MTL Annual Research Report 2013

Numerical Computation Platform Designed for Optimization

Significant effort is spent researching hardware and software acceleration of basic building blocks for numerical computation^[1][2][3]; however, the majority of the previous work focuses on either hardware or software independently. In this work we develop hardware and software together, as shown in Figure 1, providing tight design-time coupling between them, with the ultimate goal of exploring numerical hardware platform tradeoffs at both limits of performance: high speed and low power.

For tight coupling of the algorithm and processor physical layer constraints, our project is centered on the link between these layers: an optimizing compiler. Algorithm optimization begins with synthesizing the computation graph from the written algorithm. Next the graph is optimized through constant folding, dead-code elimination and similar compiler techniques. Additionally tree-rebalancing optimizations are performed to allow for serial associative operations to occur in parallel. Extensive scheduling sweeps are then performed for various processor microarchitectures to find the optimal software/hardware pair. The specifications are fed to an abstract processor template to generate a custom processor similar to the one shown in Figure 2 to run the optimal software. This processor template is written in Bluespec to allow us to postpone decisions on a number of details such as the number and types of processing units, the number and size of memories, the pipeline depths of the floating-point units, and the interconnect structure.

▶ **Data section**
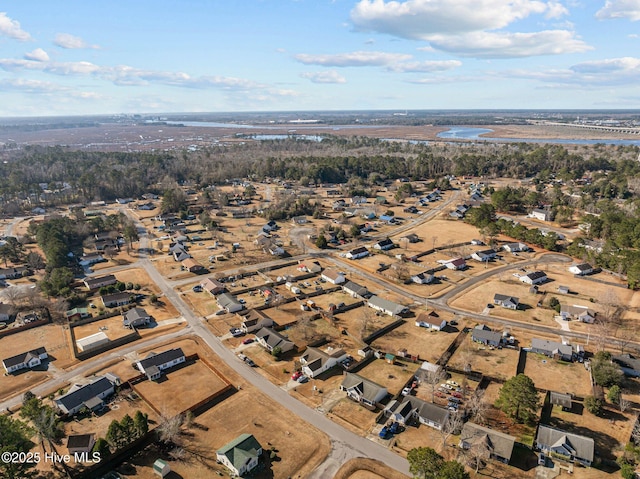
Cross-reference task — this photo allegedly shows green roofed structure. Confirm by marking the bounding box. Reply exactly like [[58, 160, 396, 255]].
[[216, 434, 262, 476]]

▶ **Written problem**
Using the report excerpt on the numerical computation platform, answer each question briefly:
(a) What two limits of performance does the work aim to explore?
(b) What link between layers is the project centered on?
(c) In what language is the processor template written?
Work from the report excerpt only, not the material.

▶ **Result below**
(a) High speed and low power.
(b) An optimizing compiler.
(c) Bluespec.